→ Task statement
In the part that opens with the line containing "Question. The picture above shows the cloud." and closes at the end of the entries, change "cloud" to "cloud formation" and keep everything else the same. Give back only that part.

Entries that point to named objects
--- --- ---
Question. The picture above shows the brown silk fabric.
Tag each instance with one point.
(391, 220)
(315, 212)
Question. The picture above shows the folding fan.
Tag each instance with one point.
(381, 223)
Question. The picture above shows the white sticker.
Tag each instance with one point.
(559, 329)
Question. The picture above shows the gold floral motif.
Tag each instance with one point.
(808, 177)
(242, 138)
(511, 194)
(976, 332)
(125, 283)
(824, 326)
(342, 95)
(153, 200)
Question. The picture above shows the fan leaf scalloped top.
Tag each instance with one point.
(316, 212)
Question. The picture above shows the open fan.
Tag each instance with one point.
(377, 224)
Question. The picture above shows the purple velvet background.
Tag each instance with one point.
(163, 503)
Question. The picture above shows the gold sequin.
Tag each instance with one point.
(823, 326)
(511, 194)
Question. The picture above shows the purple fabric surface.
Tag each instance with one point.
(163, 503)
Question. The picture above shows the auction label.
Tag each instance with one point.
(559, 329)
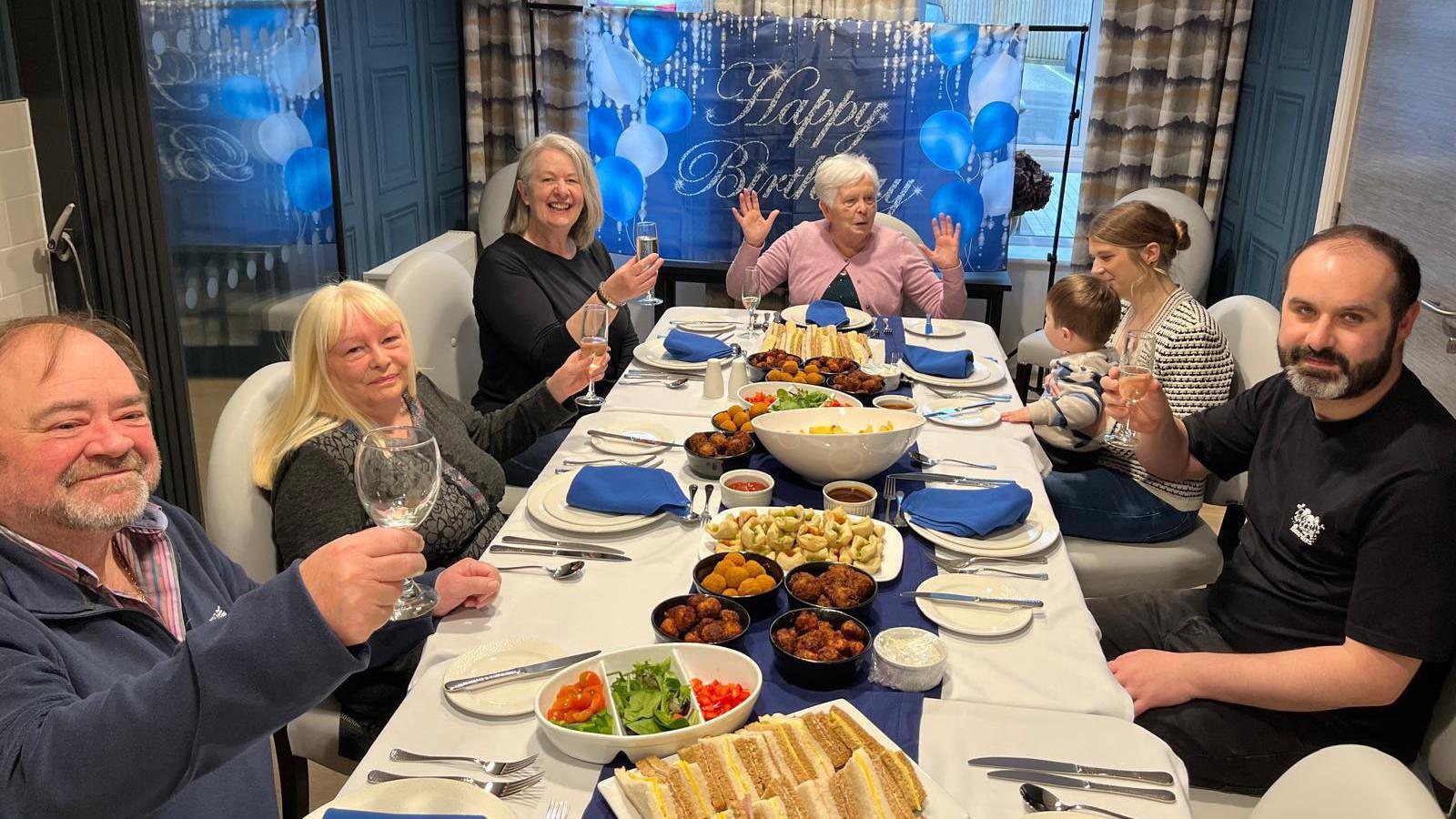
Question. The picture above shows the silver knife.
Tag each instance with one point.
(519, 672)
(946, 596)
(561, 545)
(1053, 767)
(582, 554)
(1157, 794)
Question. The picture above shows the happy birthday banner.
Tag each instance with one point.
(689, 109)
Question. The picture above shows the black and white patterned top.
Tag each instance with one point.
(1196, 370)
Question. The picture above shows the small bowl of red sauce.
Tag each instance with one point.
(746, 487)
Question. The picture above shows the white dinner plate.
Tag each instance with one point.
(938, 802)
(640, 428)
(976, 620)
(944, 329)
(856, 318)
(982, 373)
(970, 420)
(421, 796)
(890, 560)
(502, 698)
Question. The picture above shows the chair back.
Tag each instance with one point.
(437, 298)
(1191, 266)
(1347, 782)
(1251, 329)
(239, 519)
(494, 200)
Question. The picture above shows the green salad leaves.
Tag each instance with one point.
(652, 700)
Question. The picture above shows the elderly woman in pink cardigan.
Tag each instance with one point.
(846, 257)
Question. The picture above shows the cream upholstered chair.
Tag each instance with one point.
(239, 521)
(1190, 268)
(1347, 782)
(1104, 569)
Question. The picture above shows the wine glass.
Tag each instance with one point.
(594, 341)
(1135, 375)
(647, 245)
(397, 472)
(750, 296)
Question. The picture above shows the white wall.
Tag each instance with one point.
(25, 267)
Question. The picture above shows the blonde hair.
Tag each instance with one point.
(517, 216)
(312, 404)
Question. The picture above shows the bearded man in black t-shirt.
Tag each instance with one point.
(1336, 618)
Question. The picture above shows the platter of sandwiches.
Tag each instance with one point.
(823, 763)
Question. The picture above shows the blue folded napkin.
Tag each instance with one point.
(691, 347)
(826, 314)
(626, 490)
(968, 513)
(945, 363)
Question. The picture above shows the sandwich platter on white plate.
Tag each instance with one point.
(938, 804)
(892, 555)
(856, 318)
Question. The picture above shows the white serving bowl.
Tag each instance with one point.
(689, 661)
(851, 457)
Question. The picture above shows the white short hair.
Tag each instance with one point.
(839, 171)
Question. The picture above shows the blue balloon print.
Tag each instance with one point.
(245, 96)
(963, 203)
(654, 34)
(309, 179)
(669, 109)
(622, 188)
(603, 131)
(953, 44)
(945, 138)
(995, 126)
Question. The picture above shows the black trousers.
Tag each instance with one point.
(1227, 746)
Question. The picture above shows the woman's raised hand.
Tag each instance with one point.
(632, 278)
(752, 220)
(946, 254)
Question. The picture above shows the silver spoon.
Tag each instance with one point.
(564, 571)
(1043, 799)
(921, 460)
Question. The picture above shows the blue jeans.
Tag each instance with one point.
(1106, 504)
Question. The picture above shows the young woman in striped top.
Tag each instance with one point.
(1132, 247)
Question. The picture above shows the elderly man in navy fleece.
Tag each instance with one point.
(142, 672)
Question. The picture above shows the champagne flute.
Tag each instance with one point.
(1135, 375)
(647, 245)
(397, 472)
(594, 341)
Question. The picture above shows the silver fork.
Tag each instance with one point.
(501, 790)
(491, 767)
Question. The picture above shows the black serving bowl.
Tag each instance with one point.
(820, 675)
(820, 567)
(713, 468)
(660, 612)
(761, 605)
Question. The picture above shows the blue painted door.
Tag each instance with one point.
(1278, 164)
(398, 120)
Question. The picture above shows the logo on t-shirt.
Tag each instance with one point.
(1305, 525)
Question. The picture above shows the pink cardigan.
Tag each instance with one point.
(888, 268)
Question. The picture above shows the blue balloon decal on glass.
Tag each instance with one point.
(308, 179)
(245, 96)
(622, 187)
(945, 138)
(654, 34)
(603, 131)
(669, 109)
(995, 126)
(953, 44)
(644, 146)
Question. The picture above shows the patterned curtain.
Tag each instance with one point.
(1162, 102)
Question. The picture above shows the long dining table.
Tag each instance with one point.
(1043, 693)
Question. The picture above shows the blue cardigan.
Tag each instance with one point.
(104, 713)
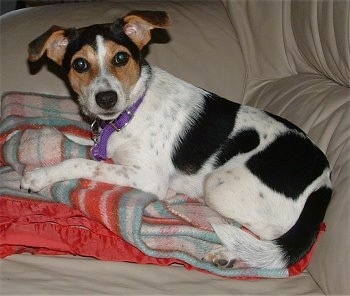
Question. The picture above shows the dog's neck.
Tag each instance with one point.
(102, 132)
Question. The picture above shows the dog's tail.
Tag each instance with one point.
(286, 250)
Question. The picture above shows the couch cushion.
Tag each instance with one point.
(322, 32)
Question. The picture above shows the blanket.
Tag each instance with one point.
(118, 223)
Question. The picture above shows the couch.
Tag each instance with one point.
(291, 58)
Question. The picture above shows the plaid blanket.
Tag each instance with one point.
(41, 130)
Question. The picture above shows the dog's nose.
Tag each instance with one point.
(106, 99)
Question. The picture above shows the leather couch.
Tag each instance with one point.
(291, 58)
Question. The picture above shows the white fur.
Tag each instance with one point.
(143, 152)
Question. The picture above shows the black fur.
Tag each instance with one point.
(297, 242)
(289, 164)
(207, 135)
(243, 142)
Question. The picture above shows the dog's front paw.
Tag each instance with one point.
(224, 258)
(36, 180)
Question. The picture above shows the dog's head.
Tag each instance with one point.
(103, 62)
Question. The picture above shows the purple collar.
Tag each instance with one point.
(99, 149)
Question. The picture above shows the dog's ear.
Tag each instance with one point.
(138, 25)
(54, 42)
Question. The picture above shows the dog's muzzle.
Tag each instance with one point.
(106, 99)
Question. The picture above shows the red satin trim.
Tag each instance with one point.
(47, 228)
(40, 227)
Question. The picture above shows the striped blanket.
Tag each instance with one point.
(41, 130)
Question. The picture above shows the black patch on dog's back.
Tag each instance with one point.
(206, 135)
(288, 164)
(243, 142)
(297, 241)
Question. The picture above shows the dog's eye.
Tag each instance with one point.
(121, 58)
(81, 65)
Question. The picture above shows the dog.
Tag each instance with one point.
(162, 132)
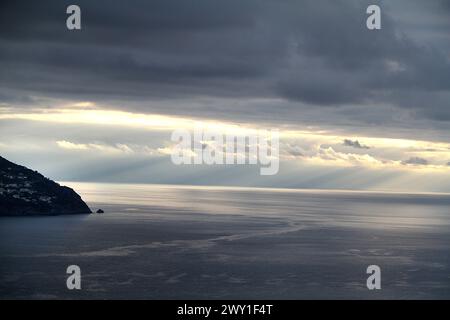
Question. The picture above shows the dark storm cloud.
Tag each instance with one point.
(416, 161)
(355, 144)
(318, 53)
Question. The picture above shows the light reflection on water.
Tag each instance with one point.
(156, 241)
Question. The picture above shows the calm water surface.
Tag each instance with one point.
(159, 242)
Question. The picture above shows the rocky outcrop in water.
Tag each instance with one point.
(25, 192)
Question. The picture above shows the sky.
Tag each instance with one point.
(356, 108)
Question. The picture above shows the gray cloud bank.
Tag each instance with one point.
(310, 54)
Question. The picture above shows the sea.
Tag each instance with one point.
(195, 242)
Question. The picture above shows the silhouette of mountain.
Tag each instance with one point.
(26, 192)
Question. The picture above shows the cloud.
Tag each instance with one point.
(355, 144)
(415, 161)
(117, 148)
(308, 53)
--- --- ---
→ Output for this task
Question. The picture above shows the cloud formation.
Tag each instance with one point.
(355, 144)
(415, 161)
(117, 148)
(308, 53)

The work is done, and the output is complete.